*Challenge*: Each record below should be repeated precisely as written.

-- START OF Record list --

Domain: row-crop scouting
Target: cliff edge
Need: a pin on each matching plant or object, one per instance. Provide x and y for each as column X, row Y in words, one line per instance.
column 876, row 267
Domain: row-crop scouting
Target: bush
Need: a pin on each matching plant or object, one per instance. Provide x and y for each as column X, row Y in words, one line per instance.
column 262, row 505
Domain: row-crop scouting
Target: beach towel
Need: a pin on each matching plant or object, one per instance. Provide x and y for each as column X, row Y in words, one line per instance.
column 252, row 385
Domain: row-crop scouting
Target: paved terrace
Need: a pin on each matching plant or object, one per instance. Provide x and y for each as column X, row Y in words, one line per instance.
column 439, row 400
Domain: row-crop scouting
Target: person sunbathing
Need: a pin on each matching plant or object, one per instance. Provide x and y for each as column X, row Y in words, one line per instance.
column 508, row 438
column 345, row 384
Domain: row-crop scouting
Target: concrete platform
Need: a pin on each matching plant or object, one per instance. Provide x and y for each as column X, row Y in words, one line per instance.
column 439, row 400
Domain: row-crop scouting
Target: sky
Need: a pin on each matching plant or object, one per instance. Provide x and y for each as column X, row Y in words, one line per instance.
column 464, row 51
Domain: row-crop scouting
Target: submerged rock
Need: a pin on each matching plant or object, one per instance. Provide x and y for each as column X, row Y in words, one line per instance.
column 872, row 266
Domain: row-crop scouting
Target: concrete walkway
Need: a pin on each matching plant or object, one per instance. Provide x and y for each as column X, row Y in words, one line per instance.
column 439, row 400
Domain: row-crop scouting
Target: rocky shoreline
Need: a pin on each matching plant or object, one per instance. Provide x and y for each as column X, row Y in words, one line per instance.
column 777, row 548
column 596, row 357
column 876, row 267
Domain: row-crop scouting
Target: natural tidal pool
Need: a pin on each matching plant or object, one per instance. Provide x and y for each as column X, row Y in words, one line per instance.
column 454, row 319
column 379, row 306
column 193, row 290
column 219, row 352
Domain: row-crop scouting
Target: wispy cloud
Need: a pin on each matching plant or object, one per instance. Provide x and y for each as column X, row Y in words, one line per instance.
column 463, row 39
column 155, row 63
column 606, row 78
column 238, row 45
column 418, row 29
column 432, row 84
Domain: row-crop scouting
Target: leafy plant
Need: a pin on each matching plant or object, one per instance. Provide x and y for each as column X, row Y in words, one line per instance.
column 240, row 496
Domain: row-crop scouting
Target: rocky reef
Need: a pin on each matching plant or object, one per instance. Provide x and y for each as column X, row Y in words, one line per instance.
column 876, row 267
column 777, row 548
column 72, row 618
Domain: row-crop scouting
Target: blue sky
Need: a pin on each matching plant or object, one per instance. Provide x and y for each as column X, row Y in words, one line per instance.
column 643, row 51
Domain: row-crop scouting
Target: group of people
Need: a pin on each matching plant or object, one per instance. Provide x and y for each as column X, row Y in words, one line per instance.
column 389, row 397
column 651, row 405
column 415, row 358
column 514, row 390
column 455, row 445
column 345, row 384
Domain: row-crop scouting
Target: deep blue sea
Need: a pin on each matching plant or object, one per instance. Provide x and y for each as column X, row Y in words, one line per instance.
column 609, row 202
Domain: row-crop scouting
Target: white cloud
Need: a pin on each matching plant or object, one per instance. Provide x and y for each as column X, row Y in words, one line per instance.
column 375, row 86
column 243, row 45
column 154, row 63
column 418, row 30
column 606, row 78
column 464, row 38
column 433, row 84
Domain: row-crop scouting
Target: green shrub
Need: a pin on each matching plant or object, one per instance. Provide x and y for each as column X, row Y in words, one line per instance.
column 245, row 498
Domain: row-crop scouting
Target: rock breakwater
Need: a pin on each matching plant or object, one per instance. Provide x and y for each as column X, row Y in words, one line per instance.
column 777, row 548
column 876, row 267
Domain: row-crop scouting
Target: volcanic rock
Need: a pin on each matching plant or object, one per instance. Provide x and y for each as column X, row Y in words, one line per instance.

-- END OF Record list --

*Output below*:
Domain: row-crop scouting
Target: cliff edge
Need: a pin on each matching plant or object, one per instance. Provide x and y for each as column X, row Y in words, one line per instance.
column 876, row 267
Domain: row-crop scouting
Target: bush
Need: a pin on each matching plant or object, one per instance. Provide x and y for each as column X, row Y in words, one line per instance.
column 262, row 505
Domain: row-crop scouting
Target: beach towel
Need: a pin on each matching plant or object, one per instance. Provide x and y for each as column X, row Y in words, one line per instance.
column 252, row 385
Domain: row-crop scouting
Target: paved terrace
Need: a pin on each matching plant or object, one per instance. Provide x and y for each as column X, row Y in words, one line per instance.
column 439, row 400
Domain: row-crop scouting
Target: person sunbathing
Need: a pin on each matching plant or object, one per instance. Provide x and y for each as column X, row Y in words, one line per instance.
column 508, row 438
column 345, row 384
Domain: row-crop scouting
Target: concrete platform
Need: a pin on each matching plant or object, one per instance. Provide x and y for each as column X, row Y in words, one line per instance.
column 439, row 400
Domain: row-crop scouting
Target: sky
Need: a pin on each matching plant or object, one per instance. Provide x and y for each as column X, row Y in words, one line per instance.
column 464, row 51
Domain: row-crop scouting
Target: submerged rock
Need: a pin on each matching plant or object, one per instance. Provide x and y for each as column X, row Y in words, one line per instance.
column 872, row 266
Domain: row-crop scouting
Target: concrete walkway
Need: a pin on each matching plant or object, one per instance. Provide x and y for each as column X, row Y in words, one line per instance.
column 439, row 400
Domain: row-crop scouting
Target: rocky shoreline
Need: a pin on each matching plant or object, one per instance. Provide x and y for each as column X, row Y in words, one line per instance.
column 777, row 548
column 596, row 357
column 876, row 267
Domain: row-crop scouting
Target: natural tidal pool
Need: a pin on each matching plant or object, one per instance. Provide x and y for each as column X, row Y in words, one line per instance.
column 454, row 319
column 379, row 306
column 193, row 290
column 219, row 352
Domain: row-crop scouting
Target: wispy cloud
Need: a pin on each matching plant or object, one per instance. Provide x and y for each as column X, row Y in words, one line per instance.
column 463, row 39
column 155, row 63
column 606, row 78
column 238, row 45
column 418, row 29
column 432, row 84
Domain: row-crop scouting
Target: leafy plant
Need: a pin on each matching plant or object, one per instance. Provide x and y for each as column X, row Y in words, one line per instance.
column 240, row 496
Domain: row-crop scouting
Target: rocky reef
Need: a pin on each matching plant or object, one per instance. Provide x and y for each as column X, row Y in words, one line per instance.
column 876, row 267
column 777, row 548
column 72, row 618
Domain: row-crop scouting
Target: blue sky
Need: a pin on each matching plant or object, one per instance. Provide x and y for each as column X, row Y in words, one line per instance.
column 643, row 51
Domain: row-crop scouting
Target: group of people
Need: a pin on each matching plant or object, one per instance. Provide x and y for each as column X, row Y in words, one line per instance.
column 389, row 397
column 651, row 405
column 415, row 358
column 514, row 390
column 455, row 445
column 345, row 384
Domain: row-crop scouting
Target: deep blue sea
Need: a pin on each matching plant or object, one per instance. Provide x and y for each as column X, row Y in words, one line per instance.
column 609, row 202
Domain: row-crop scouting
Target: white cloud
Need: a pin on each matching plant or object, one per instance. Provide x and y for each as column X, row Y in words, one line per instance.
column 375, row 86
column 243, row 45
column 154, row 63
column 418, row 30
column 606, row 78
column 464, row 38
column 433, row 84
Domain: row-crop scouting
Target: green shrub
Need: a pin on each matching plant or object, one per instance. Provide x and y for each as column X, row Y in words, one line per instance.
column 245, row 498
Domain: row-crop scouting
Target: rock breakwater
Need: a pin on each matching plant or object, one per instance. Provide x and y for each as column X, row Y in words, one line per instance.
column 777, row 548
column 876, row 267
Domain: row-crop scouting
Target: volcanic rock
Need: a pin on each matching plant or object, one per instance. Provide x and y for each as column X, row Y in words, one line per instance.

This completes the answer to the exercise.